→ Selected passage
┄┄┄┄┄┄┄┄┄┄
The long-term dataset of unified records of extreme flooding events reported by the UK Centre for Ecology and Hydrology (CEH) and the UK Meteorological Office (MET) between 1884-2013 [38] –from now abbreviated as ‘UnifiedCEHMET’– is a unique dataset of 100+ year records of flood events and their consequences on a national scale. Flood events were classified by severity based upon qualitative descriptions. There is an increase in the number of reported flood events over time associated with an increased exposure to flooding as floodplain areas were developed. The data were de-trended for exposure, using population and dwelling house data. The adjusted record shows no trend in reported flooding over time, but there is significant decade to decade variability. The study opens a new approach to considering flood occurrence over a long-time scale using reported information (and thus likely effects on society) rather than just considering trends in extreme hydrological conditions. It contains a total of 1821 records with three impact categories of mild, moderate, and severe events. From these total number of records, we can find 661 records with descriptive messages - 464 for mild events, 69 for moderate events, and 91 for severe events.

In the case of the MDRM dataset, training, validation, and testing splits are provided by the dataset [36]. We use these provided splits to train our binary classifiers with hand-crafted features and deep bidirectional Transformer neural networks. All the splits are created ensuring a suitable balance ratio between positive and negative class samples for the different target categories ‘disaster’, ‘medical’, ‘humanitarian standards’, and ‘severity’, which are controlled by an empirically set parameter.
┄┄┄┄┄┄┄┄┄┄
→ Data shown
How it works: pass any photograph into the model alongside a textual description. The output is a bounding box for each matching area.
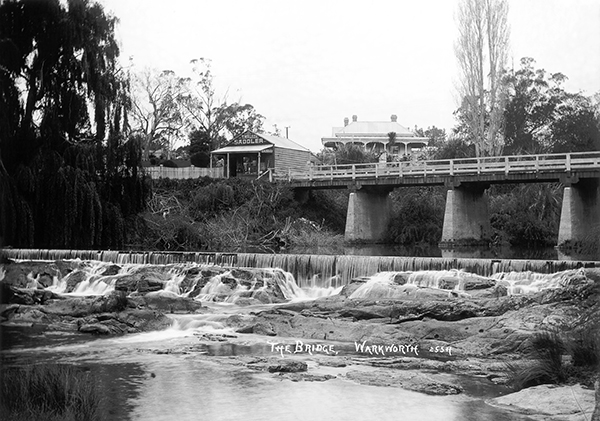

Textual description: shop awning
[211,145,273,154]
┄┄┄┄┄┄┄┄┄┄
→ Apply what you read
1/ In the flood dataset passage, what data were used to de-trend the UnifiedCEHMET records for exposure?
2/ Write the next few sentences of the flood dataset passage, picking up after its final sentence.

→ Answers to each task
1/ Population and dwelling house data.

2/
However, for the multiclassification approach we use the entire MDRM dataset to perform the evaluation using splits of 33% for testing and 66% for training the models. Then, we train our classifiers using 5-fold cross validation and compute the average scores for each metric. This is done to make results comparable with [39], given that all the results we found for this dataset do not follow the proposed splits provided by the dataset on the multiclassification task. Besides, there is no information specified in those results about any validation strategy performed in their evaluation, such as the k-fold cross validation which we do perform to provide with more reliable results. Therefore, we use this evaluation only for comparison purposes with existing reported results for this dataset. Figure 2 plots the learning curve to show the scalability of the SVC multiclassification approach. One can note the quick improvement of the training process when we train the model until 8000 samples, and the saturation with no further improvements when adding more samples after that point.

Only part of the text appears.